**WORK TO COMPLETE**
Write out each of the entries below word for word, keeping every line in its original order.

Dataset excerpt
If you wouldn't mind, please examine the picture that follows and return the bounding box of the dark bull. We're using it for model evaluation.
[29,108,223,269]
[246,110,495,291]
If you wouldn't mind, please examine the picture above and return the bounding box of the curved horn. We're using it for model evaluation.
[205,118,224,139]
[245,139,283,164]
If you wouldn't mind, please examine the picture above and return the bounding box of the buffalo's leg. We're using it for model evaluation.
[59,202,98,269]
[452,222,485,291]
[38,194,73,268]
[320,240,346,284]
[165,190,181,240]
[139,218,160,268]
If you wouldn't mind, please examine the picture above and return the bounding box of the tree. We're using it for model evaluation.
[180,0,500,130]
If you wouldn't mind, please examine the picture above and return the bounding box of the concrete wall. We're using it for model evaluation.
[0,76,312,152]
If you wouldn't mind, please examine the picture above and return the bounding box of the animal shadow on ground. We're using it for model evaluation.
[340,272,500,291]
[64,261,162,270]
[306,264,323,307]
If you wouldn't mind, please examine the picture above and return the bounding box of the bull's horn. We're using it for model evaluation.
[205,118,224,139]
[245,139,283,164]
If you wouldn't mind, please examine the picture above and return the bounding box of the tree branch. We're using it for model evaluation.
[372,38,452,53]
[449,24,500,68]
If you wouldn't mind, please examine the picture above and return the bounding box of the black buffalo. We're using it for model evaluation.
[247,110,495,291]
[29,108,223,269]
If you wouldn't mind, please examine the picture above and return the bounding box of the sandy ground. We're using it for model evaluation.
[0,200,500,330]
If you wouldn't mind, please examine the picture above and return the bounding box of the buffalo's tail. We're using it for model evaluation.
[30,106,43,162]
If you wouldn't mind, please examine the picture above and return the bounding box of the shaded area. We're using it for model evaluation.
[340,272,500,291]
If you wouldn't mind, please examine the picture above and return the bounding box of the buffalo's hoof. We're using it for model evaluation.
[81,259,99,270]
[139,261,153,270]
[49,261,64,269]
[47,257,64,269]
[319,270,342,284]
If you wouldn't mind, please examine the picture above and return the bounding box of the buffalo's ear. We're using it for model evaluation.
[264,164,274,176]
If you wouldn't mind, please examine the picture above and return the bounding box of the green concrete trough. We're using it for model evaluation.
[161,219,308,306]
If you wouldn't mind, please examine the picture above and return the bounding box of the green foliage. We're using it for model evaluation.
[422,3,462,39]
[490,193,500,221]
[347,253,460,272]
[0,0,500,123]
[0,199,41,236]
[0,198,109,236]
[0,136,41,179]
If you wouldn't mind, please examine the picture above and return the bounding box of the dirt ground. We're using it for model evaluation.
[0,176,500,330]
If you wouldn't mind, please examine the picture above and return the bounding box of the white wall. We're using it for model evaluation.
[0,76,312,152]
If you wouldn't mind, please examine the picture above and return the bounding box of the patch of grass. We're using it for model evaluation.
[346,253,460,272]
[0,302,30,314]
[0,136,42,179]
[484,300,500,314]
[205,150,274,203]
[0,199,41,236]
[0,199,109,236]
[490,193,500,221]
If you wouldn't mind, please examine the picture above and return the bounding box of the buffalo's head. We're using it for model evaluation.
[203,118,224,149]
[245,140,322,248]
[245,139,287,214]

**EXERCISE RESPONSE**
If you wouldn't mind, please examine the picture that follows and return the bounding box of the dark bull. We're using it for model evaluation.
[29,108,223,269]
[246,110,495,291]
If you wouldn't mind, please examine the picture above and return the bounding box of the curved horn. We're using it for model evaluation.
[205,118,224,139]
[245,139,283,164]
If you wouldn't mind, please examine the picture above and return the bounding box of the buffalo's leg. We're using it for model evaluation.
[59,202,98,269]
[452,222,485,291]
[38,194,73,268]
[320,240,346,284]
[165,190,181,240]
[139,218,160,268]
If you wouldn't mind, please examine the picture above and return the bounding box of the tree. We're using it for model evaluation.
[180,0,500,130]
If you wouldn't mind, please examine the picture above and return the bounding box of the concrete wall. We're using it for model evaluation.
[0,76,312,152]
If you wouldn't mind, please examine the picture above and return the bounding box of the animal shadow on ground. We're using it for model evaluation.
[340,272,500,291]
[64,261,162,270]
[306,264,323,307]
If you wouldn't mind, please examine the picture above and return the bounding box of the bull's horn. We're using it for model evaluation.
[205,118,224,139]
[245,139,283,164]
If you wouldn't mind, please examine the picture above and return the bounding box of the tree branch. We're using it for model evaluation.
[372,38,452,53]
[449,24,500,68]
If you wouldn't mind, please examine the picture above and return the bounding box of the black buffalo. We're using it for model evaluation.
[247,110,495,291]
[29,108,223,269]
If you wouldn't mind, please examine the picture above and return the bounding box of the sandy ground. We're using it for model evaluation.
[0,200,500,330]
If you wouldn't mind, please examine the picture above and return the bounding box of the buffalo's tail. We're using it for model evaluation.
[30,106,43,162]
If you wouldn't mind, please examine the picture above and return the bounding box of the shaded area. We're using it for model evaluation.
[340,272,500,291]
If you wouldn't mind, please examine the picture above and return the bounding box of the buffalo's hoof. We're using it for model evaluation.
[81,259,99,270]
[139,261,153,270]
[49,261,64,269]
[47,257,64,269]
[319,270,342,284]
If you wouldn't mind, please examine the picture above and return the bounding box of the buffalo's ear. We're using it for model evaluation.
[264,164,274,176]
If you wouldn't mind, please examine the picture above and return the bounding box of the green concrete trough. We're using it for model evaluation.
[161,219,308,306]
If you wouldn't mind, please examine the picture above and return the bounding box of the green foliage. We're using it for model evaluation.
[422,3,462,39]
[490,193,500,221]
[347,253,460,272]
[0,0,500,123]
[0,199,41,236]
[0,198,109,236]
[0,136,41,179]
If you wouldn't mind, please examine the picture above and return the bounding box of the dirt ground. We're using it for model evaluation.
[0,176,500,330]
If you wouldn't mind, please examine the picture above and return the bounding box of the white wall. We're using it for model evaluation.
[0,76,312,152]
If you wouldn't mind, please examine the picture above and return the bounding box of the patch of grass. We're using it for model evaluation.
[346,253,460,272]
[0,302,30,314]
[0,136,42,179]
[484,300,500,314]
[205,150,274,203]
[0,199,41,236]
[0,199,109,236]
[490,193,500,221]
If you wouldn't mind, please examine the picture above and return the bounding box of the buffalo's head. We're using it for model evaluation.
[203,118,224,149]
[245,140,322,248]
[245,139,287,214]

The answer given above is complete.